## [Given exercise]
Filter the lines below, keeping only those that contain the word "facade". Copy each kept line.

## [Entries]
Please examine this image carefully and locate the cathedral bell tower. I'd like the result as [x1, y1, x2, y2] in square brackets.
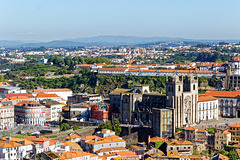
[166, 74, 198, 128]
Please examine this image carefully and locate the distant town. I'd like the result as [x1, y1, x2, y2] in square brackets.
[0, 42, 240, 160]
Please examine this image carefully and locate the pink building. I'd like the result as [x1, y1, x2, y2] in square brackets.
[14, 101, 45, 125]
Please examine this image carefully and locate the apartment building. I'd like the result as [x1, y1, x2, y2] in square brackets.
[228, 123, 240, 143]
[214, 129, 231, 151]
[0, 137, 35, 160]
[14, 101, 45, 125]
[30, 88, 73, 100]
[166, 139, 193, 155]
[198, 96, 218, 122]
[0, 103, 15, 130]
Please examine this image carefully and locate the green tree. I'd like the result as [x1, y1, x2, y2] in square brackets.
[60, 123, 70, 131]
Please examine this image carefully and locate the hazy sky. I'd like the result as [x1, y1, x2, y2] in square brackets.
[0, 0, 240, 41]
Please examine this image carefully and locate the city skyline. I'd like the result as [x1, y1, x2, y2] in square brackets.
[0, 0, 240, 41]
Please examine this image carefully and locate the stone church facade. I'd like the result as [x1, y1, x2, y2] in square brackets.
[109, 74, 199, 128]
[166, 74, 199, 128]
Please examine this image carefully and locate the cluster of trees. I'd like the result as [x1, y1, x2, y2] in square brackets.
[9, 66, 221, 96]
[60, 123, 71, 131]
[48, 56, 111, 69]
[195, 52, 231, 63]
[11, 63, 63, 76]
[98, 118, 122, 136]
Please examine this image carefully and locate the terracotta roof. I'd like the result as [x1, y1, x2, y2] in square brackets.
[98, 67, 128, 71]
[96, 147, 128, 153]
[65, 134, 80, 139]
[228, 123, 240, 128]
[72, 104, 91, 108]
[205, 90, 240, 98]
[0, 82, 11, 87]
[167, 151, 179, 158]
[167, 139, 193, 145]
[9, 96, 29, 100]
[86, 138, 125, 145]
[56, 151, 97, 159]
[0, 141, 23, 148]
[36, 92, 59, 98]
[49, 139, 58, 146]
[24, 136, 50, 142]
[190, 155, 200, 159]
[223, 130, 231, 134]
[117, 151, 138, 157]
[33, 88, 72, 93]
[198, 96, 218, 102]
[131, 145, 143, 149]
[5, 93, 28, 98]
[76, 64, 93, 67]
[81, 135, 99, 141]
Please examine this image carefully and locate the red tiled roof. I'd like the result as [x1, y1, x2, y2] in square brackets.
[228, 123, 240, 128]
[205, 90, 240, 98]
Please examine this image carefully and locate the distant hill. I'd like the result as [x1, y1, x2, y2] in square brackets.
[0, 36, 239, 48]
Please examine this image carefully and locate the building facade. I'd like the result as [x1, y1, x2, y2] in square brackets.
[166, 74, 199, 128]
[214, 129, 231, 151]
[14, 101, 45, 125]
[0, 104, 15, 130]
[152, 108, 172, 137]
[198, 96, 218, 122]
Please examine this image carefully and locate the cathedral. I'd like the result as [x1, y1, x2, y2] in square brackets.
[166, 74, 199, 128]
[109, 74, 199, 128]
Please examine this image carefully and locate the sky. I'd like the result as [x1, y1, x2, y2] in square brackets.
[0, 0, 240, 41]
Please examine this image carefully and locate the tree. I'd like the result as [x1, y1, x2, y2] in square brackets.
[60, 123, 70, 131]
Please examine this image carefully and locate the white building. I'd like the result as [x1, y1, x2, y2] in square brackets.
[14, 101, 46, 125]
[198, 96, 218, 122]
[81, 130, 126, 153]
[40, 99, 62, 122]
[229, 57, 240, 75]
[35, 92, 61, 103]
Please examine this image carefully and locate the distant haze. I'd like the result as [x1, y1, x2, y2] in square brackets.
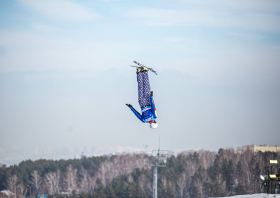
[0, 0, 280, 155]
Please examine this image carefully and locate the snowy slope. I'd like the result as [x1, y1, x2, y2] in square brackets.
[213, 193, 280, 198]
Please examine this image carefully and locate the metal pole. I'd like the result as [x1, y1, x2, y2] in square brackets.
[27, 185, 31, 198]
[153, 166, 157, 198]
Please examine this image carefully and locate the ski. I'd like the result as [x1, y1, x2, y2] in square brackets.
[130, 61, 157, 75]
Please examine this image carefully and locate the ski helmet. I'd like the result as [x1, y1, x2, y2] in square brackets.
[150, 122, 158, 129]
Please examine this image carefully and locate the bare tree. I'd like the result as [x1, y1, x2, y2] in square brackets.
[44, 170, 61, 195]
[17, 183, 27, 198]
[176, 172, 187, 198]
[64, 164, 77, 192]
[7, 175, 18, 197]
[79, 167, 90, 192]
[30, 170, 43, 195]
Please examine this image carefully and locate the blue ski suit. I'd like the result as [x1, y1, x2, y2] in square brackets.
[129, 96, 157, 123]
[127, 71, 157, 123]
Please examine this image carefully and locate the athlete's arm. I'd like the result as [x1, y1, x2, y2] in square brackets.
[126, 104, 143, 122]
[150, 91, 157, 119]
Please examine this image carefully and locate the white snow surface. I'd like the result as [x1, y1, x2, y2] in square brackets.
[210, 193, 280, 198]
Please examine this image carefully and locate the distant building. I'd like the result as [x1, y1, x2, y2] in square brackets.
[0, 190, 15, 198]
[241, 145, 279, 152]
[37, 195, 49, 198]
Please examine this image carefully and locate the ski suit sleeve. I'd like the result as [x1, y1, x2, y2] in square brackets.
[151, 94, 157, 119]
[129, 105, 143, 122]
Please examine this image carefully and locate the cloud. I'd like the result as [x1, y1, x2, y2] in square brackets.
[32, 23, 61, 32]
[124, 7, 280, 31]
[18, 0, 101, 21]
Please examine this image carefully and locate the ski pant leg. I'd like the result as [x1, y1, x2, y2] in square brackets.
[143, 71, 151, 106]
[137, 72, 145, 107]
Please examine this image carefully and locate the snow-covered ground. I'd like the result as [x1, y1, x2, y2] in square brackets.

## [Answer to this task]
Please examine this image carefully and locate the stone church facade. I'd like the result as [x1, y1, x2, y2] in square brackets.
Please examine this image carefully and locate the building facade. I'd like the result as [x1, y1, x2, y2] in square brackets.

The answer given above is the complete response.